What the exercise asks
Return every line of the rows below that contains the word "Find", treating uppercase and lowercase as different.

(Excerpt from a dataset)
:::::

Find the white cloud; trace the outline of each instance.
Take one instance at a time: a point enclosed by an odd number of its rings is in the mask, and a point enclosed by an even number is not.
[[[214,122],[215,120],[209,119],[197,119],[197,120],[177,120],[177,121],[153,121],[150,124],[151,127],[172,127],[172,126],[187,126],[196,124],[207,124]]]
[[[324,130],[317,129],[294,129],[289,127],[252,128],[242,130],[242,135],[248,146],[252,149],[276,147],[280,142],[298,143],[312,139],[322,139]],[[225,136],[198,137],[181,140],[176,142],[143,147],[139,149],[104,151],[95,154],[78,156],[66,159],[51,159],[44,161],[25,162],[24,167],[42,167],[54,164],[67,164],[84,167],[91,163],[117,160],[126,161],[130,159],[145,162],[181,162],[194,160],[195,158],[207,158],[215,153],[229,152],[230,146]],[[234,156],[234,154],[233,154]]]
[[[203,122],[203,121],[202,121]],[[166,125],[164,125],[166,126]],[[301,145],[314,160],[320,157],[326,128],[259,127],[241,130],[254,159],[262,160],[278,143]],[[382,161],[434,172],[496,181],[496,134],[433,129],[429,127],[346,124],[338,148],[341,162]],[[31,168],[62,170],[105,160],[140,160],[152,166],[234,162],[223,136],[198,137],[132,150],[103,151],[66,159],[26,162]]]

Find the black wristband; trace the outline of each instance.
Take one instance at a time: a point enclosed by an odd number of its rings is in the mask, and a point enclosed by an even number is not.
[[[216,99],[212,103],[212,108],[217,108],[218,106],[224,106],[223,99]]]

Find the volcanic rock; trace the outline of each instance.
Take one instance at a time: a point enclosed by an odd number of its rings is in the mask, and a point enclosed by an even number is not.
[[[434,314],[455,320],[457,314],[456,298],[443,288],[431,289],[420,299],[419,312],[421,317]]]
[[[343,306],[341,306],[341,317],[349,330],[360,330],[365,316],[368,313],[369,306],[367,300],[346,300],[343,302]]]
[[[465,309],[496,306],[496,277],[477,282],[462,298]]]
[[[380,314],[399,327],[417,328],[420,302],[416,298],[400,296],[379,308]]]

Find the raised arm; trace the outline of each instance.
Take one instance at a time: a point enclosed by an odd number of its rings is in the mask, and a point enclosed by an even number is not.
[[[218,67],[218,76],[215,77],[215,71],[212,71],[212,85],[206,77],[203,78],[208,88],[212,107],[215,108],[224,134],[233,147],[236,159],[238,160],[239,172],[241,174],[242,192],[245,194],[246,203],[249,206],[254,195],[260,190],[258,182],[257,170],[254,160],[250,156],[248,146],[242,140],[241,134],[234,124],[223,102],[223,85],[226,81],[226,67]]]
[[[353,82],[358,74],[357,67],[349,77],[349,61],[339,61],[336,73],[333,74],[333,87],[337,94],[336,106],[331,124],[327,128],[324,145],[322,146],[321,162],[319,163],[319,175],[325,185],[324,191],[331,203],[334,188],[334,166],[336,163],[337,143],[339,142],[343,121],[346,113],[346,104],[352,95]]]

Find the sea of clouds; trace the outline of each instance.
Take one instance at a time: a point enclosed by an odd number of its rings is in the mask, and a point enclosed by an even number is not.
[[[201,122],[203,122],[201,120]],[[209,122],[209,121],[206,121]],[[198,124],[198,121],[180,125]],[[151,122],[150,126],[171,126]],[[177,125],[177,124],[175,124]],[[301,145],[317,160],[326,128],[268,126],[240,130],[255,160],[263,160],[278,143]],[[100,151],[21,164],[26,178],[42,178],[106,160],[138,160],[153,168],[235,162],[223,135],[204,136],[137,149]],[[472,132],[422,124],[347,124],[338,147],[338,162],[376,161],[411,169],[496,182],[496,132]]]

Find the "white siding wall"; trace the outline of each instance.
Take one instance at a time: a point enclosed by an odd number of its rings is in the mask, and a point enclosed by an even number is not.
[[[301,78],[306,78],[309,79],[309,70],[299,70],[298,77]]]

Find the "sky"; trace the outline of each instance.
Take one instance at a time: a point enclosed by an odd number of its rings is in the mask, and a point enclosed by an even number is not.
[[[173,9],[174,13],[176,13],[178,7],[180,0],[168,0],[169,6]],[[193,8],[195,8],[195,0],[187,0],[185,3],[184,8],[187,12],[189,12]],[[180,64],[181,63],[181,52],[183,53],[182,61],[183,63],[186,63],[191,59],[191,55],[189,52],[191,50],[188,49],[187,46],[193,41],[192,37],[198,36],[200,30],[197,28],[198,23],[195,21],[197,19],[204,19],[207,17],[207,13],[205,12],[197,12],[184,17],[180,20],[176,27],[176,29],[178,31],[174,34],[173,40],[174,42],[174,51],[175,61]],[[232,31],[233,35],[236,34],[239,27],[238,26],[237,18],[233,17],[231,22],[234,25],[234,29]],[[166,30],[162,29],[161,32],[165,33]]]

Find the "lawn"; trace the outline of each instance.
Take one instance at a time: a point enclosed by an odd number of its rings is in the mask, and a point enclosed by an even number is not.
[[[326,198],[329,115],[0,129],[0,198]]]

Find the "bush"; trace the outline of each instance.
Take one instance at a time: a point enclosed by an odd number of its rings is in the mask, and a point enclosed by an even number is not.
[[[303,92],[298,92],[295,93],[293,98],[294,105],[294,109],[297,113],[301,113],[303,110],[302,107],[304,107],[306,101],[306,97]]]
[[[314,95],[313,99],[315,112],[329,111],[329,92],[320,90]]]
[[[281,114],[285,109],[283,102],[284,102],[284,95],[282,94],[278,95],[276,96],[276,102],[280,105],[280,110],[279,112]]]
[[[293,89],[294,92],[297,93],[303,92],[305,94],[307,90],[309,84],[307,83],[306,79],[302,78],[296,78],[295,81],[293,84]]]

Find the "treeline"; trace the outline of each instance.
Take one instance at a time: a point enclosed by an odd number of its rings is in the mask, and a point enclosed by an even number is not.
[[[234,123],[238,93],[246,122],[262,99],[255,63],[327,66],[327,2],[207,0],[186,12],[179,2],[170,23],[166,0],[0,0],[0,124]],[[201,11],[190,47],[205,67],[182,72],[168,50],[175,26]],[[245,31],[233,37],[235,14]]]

:::::

Reply
Find the white cloud; trace the outline of each instance.
Find the black wristband; trace the outline of each instance.
Find the volcanic rock; trace the outline of each instance.
Find the raised arm; trace the outline of each instance.
Find the sea of clouds; trace the outline of each instance.
Find the "white siding wall"; trace the outline of each instance.
Find the "sky"; trace the outline of each instance.
Find the "lawn"; trace the outline of each instance.
Find the "bush"; trace the outline of each instance.
Find the "treeline"; trace the outline of each instance.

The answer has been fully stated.